==== TEXTO EXTRAÍDO ====

Soy Leyenda
Antes de que alguien me diga que esta vez me he pasado, aclaro que hablo
de la película de Will Smith. Está basada en un clásico de la ciencia
ficción (Richard Matheson,
I Am Legend).
Y pertenece a un subgénero especialmente visible esta temporada: la
ficción apocalíptica. Hasta en este blog ha estado de moda el tema: por
ejemplo
en este post sobre la extinción súbita de los dinosaurios y de los humanos.
También está visible para mí porque me acabo de leer
The Road, de Cormac McCarthy,
que tiene un planteamiento casi análogo, si bien más realista. Después
de una catástrofe nuclear, los escasos supervivientes en un mundo muerto
viajan no se sabe donde, a lo largo de una carretera donde el hombre es
un hombre lobo para el hombre. Por efecto de la falta de recursos, de
la pura necesidad, y de la naturaleza humana.
Más inmediato es el embrutecimiento ambiental en
Soy Leyenda,
donde un virus ha exterminado al 99% de los humanos y ha convertido a
una minoría en monstruos enloquecidos. Y además está Will Smith. O sea,
que es una película de zombis (zombis blancos skinheads) porque además
sólo salen por la noche. Y ya se sabe lo que dan de sí las películas de
zombis, a los que hay que mantener atrancados fuera de la puerta,
rematar a golpes crueles, etc. La pura gimnasia de luchar contra estos
zombis desplaza el interés central de la película—aunque las escenas de
violencia son extraordinariamente efectivas, y no de despreciar. Aunque
la película está clasificada para todos públicos, mi acompañanta pasó
media película oculta tras las butacas y exigió al salir la devolución
de media entrada, pues para ella había media película imposible de
contemplar. La tensión se mantiene tanto para Will Smith como para la
espectadora oculta tras la butaca. Y donde el guión flojea, eso se hace
con trabajo inventivo de dirección y cámara. Muchas escenas, de
violencia o no, están filmadas de manera inventiva. Pongamos la escena
en que Will ha de matar a su fiel perra, a la que han mordido los perros
zombis: se muestra cómo la estrangula sólo enfocándole la cara a él. Y
la espectacularidad está asegurada, en un Nueva York invadido por la
maleza, con los restos de los últimos embotellamientos y medidas de
cuarentena. Pocos saqueos, por cierto.

====

QUÉ HARÁS:
Prosigue el comentario sobre la película Soy Leyenda a partir de su última frase.

==== DATOS PROPORCIONADOS ====

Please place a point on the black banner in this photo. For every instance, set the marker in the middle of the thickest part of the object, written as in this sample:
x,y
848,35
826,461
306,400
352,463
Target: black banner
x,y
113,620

====

TU RESPUESTA:
Esta temática es recurrente en la época moderna, al menos desde
El último hombre
de Mary Shelley, donde una peste exterminaba a tódios. Es
característica del género la sensación de sobreabundancia decadente, con
los últimos supervivientes perdidos entre un exceso de bienes de
consumo o culturales dejados atrás por el mundo que se va desmoronando.
El mundo sin nosotros
de Alan Weisman— otro título éste que ha hecho furor en el 2007,
hablando de cómo sobrevivirían distintos objetos y artefactos culturales
actuales si desapareciese la humanidad. Quizá algunos supervivientes a
la Peste Negra que diezmó (es un decir, aunque en algunos sitios no fue
un decir) la población europea en el siglo XIV, tuvieron esta sensación
de un mundo demasiado amplio y con demasiadas cosas, con poca gente
entre muchas tumbas. Pero el tema vuelve insistente en la época
napoleónica, ligado quizá al primer shock de superproducción causado por
la revolución industrial. Y cruzado con la visión de la exterminación
masiva de la guerra moderna—los sitios de Zaragoza, etc. Y el
descreimiento de un mundo sin dios. Byron tiene un poema sobre la muerte
fría del cosmos.
Vuelve el mito del último hombre con
fuerza renovada en el relato de Jack London "La peste escarlata", que a
principios del siglo XX narra el desplome de la civilización occidental,
a modo de crisis de sistema y revolución, a principios del siglo XXI. Y
de ahí a muchas otras versiones del hundimiento de la civilización,
holocaustos postnucleares anunciados en la época de la guerra fría… En
los años 70 Marvel tuvo su propio comic del último muchacho sobre la
tierra (Claro que estos últimos hombres nunca están solos realmente). La
crisis del petróleo nos trajo a Mad Max y a sus nuevos bárbaros
motorizados en busca de gasolina. Con versiones incontables en años
siguientes, como
El cartero o
Waterworld
de Kevin Costner. Hay todo un subgénero de La Ciudad Invadida por las
Tribus,, con visiones postapocalípticas de Nueva York. Quizá la imagen
más potente en la consciencia colectiva sea la Estatua de la Libertad
semienterrada de
El Planeta de los Simios. Y en el XXI la visión pesimista no afloja, si nos atenemos a la tremenda novela de Cormac McCarthy.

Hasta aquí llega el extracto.